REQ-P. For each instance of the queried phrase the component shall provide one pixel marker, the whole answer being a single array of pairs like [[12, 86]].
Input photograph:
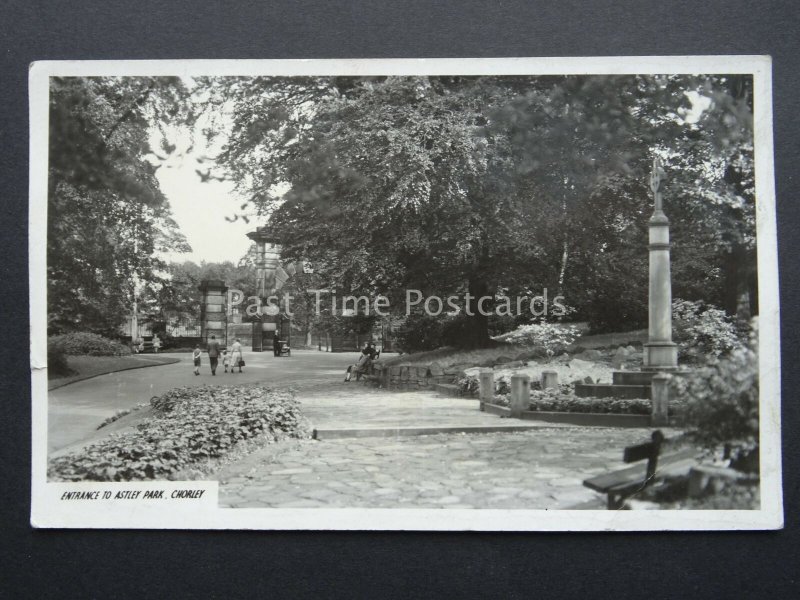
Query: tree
[[107, 218]]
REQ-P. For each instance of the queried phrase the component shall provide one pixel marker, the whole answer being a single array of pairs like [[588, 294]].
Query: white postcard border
[[47, 510]]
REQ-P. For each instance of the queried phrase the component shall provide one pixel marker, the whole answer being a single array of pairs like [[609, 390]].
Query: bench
[[624, 483]]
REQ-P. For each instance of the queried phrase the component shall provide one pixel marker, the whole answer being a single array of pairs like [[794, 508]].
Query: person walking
[[276, 345], [196, 358], [213, 353], [236, 355]]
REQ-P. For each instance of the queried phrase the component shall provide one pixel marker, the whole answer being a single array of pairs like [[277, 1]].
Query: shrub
[[91, 344], [702, 331], [57, 363], [189, 426], [554, 337], [722, 405]]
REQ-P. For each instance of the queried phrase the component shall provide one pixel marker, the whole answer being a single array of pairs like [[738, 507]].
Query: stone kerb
[[408, 377], [486, 381], [660, 400]]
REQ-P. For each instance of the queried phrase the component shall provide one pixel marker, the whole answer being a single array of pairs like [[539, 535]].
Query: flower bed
[[189, 426], [546, 401]]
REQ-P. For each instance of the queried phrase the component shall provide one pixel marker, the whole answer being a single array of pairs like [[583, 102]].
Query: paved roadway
[[75, 410]]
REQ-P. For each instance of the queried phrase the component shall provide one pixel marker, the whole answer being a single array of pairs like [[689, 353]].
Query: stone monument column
[[213, 320], [660, 353]]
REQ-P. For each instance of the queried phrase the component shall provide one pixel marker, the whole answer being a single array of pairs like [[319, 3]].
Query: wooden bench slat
[[633, 476]]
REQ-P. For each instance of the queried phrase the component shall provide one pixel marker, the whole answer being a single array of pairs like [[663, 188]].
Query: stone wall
[[409, 377]]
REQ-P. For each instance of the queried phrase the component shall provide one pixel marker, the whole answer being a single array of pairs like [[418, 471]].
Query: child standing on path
[[196, 357], [236, 355]]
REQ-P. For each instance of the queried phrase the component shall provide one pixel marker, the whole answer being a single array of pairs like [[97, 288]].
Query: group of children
[[231, 358]]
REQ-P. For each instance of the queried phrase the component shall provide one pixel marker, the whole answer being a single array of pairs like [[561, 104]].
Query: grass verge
[[86, 367]]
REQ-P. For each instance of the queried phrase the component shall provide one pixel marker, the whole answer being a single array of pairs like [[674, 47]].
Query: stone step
[[447, 389], [608, 390], [632, 377]]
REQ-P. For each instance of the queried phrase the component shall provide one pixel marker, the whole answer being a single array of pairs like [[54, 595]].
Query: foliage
[[554, 337], [91, 344], [722, 403], [419, 332], [107, 217], [468, 386], [702, 331], [188, 426], [475, 184], [57, 365]]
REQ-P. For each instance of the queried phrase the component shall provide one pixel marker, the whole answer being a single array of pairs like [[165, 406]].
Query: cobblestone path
[[537, 469]]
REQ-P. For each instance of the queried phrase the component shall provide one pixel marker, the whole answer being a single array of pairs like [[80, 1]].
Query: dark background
[[100, 564]]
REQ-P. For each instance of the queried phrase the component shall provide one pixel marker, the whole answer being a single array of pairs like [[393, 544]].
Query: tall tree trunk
[[563, 271], [478, 332]]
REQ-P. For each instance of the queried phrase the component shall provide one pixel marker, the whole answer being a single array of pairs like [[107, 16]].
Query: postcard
[[522, 294]]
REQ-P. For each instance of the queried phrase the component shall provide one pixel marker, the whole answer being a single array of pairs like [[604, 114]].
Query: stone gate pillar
[[660, 352], [267, 261], [213, 320]]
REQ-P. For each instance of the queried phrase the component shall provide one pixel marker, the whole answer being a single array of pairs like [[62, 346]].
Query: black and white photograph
[[490, 294]]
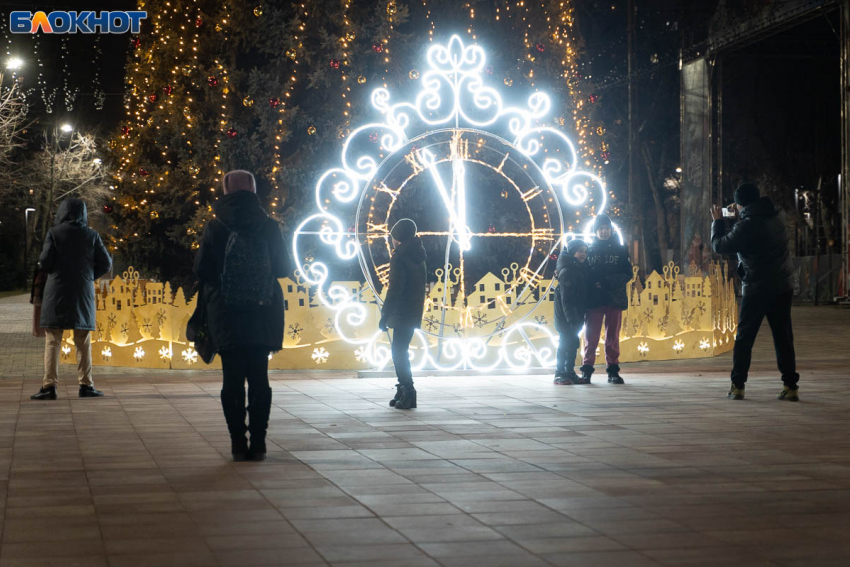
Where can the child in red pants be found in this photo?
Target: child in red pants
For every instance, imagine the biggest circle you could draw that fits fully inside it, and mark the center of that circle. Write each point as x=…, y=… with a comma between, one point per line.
x=610, y=271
■ ■ ■
# OBJECTIVE
Change "component" to "module" throughout the material above and write it out again with everything else left as it is. Omit the pictures.

# ANSWER TO THIS EXERCISE
REQ-P. For each instance of the queried phrase the module shall provide one pixel marker, the whole answer being a single array of pairs like [[12, 86]].
Input photograph:
Query: tree
[[107, 218]]
REQ-P. For each instance of the queried phrase the module shall provide one pixel marker, the whole answer being a single array of pairs like [[588, 294]].
Query: white postcard border
[[47, 510]]
REQ-P. For each instance of the queried phrase the module shall provide one pixel marker, the whole answer being a single array of pairs like [[609, 390]].
Query: bench
[[624, 483]]
REQ-P. For each instance of the queried phrase the module shall provide one pixel marker, the whole answer being a single array of pairs like [[794, 508]].
Query: person walking
[[276, 345], [196, 358], [213, 353], [236, 355]]
REQ-P. For each instance of the queried phrase the module shall provide one pixel marker, the whole answer being a single array of pairs like [[277, 1]].
Query: shrub
[[91, 344], [702, 331], [57, 363], [189, 426], [554, 337], [722, 405]]
REQ-P. For each instance of the queried phrase the module shall provide one pixel marker, the whole answer being a single array of pairs like [[738, 507]].
Query: stone kerb
[[408, 377], [486, 381], [660, 400]]
REQ-P. For each instance of the queried phrase the module shall provide one pixel marker, the whole answer being a single array of pairs like [[539, 535]].
Query: flower bed
[[189, 426], [546, 401]]
REQ-P. For each instance of the queried phrase the module shall provide one pixel marker, the whole answer being a single array of pairs like [[583, 102]].
Query: paved roadway
[[75, 410]]
REQ-P. For each instance of the queried phrase the module shall provide one pixel marker, the whole answer being a single array of pairs like [[689, 353]].
Query: stone monument column
[[213, 320], [660, 353]]
REQ-P. For each instance of the queried phrase the module shall provide one pixel marker, the whole answer being a single array of pairs like [[319, 3]].
Query: wooden bench slat
[[633, 476]]
REQ-P. For each instance of the queried phrase the module shall provide one pixel marker, the whole answer being a single array of pairs like [[663, 188]].
Query: stone wall
[[409, 377]]
REQ-P. For each instance of the queried phrase the module shall provide one pixel marker, the whole answer being a single array of pairs like [[418, 471]].
Query: child standing on path
[[196, 357], [236, 355]]
REQ-P. For each instance of the queried phrase the module shall provide one pixel marker, the whole answer being a single array of pairs like [[97, 288]].
Query: group of children
[[231, 358]]
REQ-P. For each instance of the queried phrase the module shall provide one pixel marker, the whole answer being a single array of pairs like [[561, 104]].
Query: grass verge
[[86, 367]]
REQ-P. For each instance of the queried phrase the module shall provide one pixel marker, the whole answer being a single array of pairs like [[674, 47]].
Query: stone step
[[447, 389], [608, 390], [632, 377]]
REQ-P. For each instance of the queried phrase the module shall provide one pixel marker, the whole answer being a single array of pairs like [[54, 595]].
Query: foliage
[[554, 337], [91, 344], [722, 403], [419, 332], [107, 217], [468, 386], [702, 331], [188, 426], [475, 184], [57, 365]]
REQ-P. For each instance of the queried phrase the module shall provide one pixel marker, the whole answer being a single array of pairs like [[165, 406]].
Query: cobblestone path
[[537, 469]]
REQ-P. For each instance of the queried phrase the module shall provide one pixel marker, the whole answer being a single array of pairs like [[80, 1]].
Query: dark background
[[100, 564]]
REQ-P. For each instance of the queried phrase the module shall provide one pixel marker, the whole answer being a single array of pairs like [[393, 544]].
Query: tall tree trunk
[[563, 271], [478, 332]]
REQ-P. For each instance of the queried phrase the module shall provide one pixel marker, the whole answer being a single array of pairs like [[107, 16]].
Query: postcard
[[522, 294]]
REQ-P. For each instance of the queried phrase the module shall provide one pixel marker, the whole answer being a single array of pairs like [[604, 114]].
Query: stone gate pillar
[[660, 352], [267, 261], [213, 320]]
REQ-P. For each instance of the queried phrase the module shall provide one pixel marker, the whole answer being a single array of pairs like [[62, 346]].
Query: black and white photograph
[[490, 294]]
Where can the child in red pants be found in this photo?
Target: child in red pants
For every instance, imagine the biggest circle you could draw that fits fully inside it, and mark the center of that circle. Write each point as x=…, y=… with a comma between, one point per line.
x=610, y=271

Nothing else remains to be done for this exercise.